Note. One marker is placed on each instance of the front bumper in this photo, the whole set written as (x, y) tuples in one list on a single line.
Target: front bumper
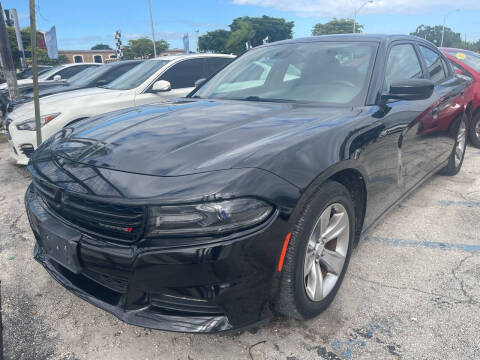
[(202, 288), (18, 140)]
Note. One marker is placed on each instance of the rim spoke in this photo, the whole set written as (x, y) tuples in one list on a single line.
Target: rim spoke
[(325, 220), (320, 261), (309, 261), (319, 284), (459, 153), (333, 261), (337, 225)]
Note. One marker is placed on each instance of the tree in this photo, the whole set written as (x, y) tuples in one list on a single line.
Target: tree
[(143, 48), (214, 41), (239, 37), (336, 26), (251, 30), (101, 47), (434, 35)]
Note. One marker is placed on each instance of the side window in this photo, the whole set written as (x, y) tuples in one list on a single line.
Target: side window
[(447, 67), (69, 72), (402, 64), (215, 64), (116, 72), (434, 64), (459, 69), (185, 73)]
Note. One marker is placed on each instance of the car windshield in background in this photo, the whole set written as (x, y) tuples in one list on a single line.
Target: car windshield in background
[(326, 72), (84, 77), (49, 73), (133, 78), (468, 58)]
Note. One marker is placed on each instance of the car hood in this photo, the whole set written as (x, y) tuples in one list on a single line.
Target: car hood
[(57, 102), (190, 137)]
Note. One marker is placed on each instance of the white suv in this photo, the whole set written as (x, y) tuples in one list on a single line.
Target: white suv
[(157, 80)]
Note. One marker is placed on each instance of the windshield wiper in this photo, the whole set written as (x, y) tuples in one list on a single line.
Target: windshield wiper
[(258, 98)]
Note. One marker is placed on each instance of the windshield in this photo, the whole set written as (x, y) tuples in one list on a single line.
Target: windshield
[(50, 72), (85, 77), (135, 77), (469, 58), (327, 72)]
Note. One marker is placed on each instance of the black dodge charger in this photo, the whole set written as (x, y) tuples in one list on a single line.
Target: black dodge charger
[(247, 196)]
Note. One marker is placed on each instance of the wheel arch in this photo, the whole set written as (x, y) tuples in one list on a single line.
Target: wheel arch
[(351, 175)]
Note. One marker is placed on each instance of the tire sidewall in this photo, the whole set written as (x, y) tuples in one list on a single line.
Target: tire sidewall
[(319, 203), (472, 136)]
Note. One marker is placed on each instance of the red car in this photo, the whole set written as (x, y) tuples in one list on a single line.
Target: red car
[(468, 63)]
· · · ·
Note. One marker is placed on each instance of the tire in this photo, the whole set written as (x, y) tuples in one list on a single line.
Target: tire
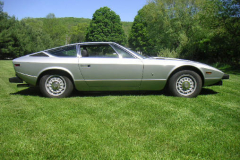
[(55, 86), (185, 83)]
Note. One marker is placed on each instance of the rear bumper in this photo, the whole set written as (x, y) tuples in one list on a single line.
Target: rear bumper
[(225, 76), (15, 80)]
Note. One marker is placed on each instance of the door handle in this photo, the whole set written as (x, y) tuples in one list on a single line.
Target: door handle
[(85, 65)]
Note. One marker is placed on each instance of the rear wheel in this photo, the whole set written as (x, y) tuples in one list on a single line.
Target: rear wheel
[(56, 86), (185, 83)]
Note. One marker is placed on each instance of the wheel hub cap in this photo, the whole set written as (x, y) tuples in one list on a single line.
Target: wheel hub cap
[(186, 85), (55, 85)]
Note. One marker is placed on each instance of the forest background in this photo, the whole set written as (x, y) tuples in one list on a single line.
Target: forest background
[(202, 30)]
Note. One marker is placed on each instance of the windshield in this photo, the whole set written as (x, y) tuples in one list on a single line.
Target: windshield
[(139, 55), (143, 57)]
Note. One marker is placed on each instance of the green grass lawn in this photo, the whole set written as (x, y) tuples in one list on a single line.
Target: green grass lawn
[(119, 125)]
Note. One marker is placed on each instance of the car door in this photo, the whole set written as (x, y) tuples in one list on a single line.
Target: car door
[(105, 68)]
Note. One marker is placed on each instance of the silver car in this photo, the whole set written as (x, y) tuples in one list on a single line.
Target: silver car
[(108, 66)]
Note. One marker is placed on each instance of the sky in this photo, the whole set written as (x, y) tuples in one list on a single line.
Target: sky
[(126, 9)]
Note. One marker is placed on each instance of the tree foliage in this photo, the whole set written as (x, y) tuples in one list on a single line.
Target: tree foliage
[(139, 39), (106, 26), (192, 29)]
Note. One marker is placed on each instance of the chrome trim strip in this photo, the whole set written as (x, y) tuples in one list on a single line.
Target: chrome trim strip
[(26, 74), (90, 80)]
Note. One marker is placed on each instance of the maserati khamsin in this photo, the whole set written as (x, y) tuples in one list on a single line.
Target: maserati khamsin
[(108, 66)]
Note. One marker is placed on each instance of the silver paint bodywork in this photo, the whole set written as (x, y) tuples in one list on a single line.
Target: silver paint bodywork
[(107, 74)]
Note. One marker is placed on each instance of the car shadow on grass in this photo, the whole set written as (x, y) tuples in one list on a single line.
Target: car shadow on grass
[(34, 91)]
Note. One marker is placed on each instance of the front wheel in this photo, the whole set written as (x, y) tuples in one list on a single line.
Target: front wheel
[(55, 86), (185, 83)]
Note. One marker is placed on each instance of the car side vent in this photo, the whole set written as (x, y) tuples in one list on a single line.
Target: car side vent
· · · ·
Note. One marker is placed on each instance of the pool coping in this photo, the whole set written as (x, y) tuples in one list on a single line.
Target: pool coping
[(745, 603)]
· · · ·
» **Goal**:
How many lines in the rows above contain the string "foliage", with case counting? Reply with the number alone.

» **Written solution**:
2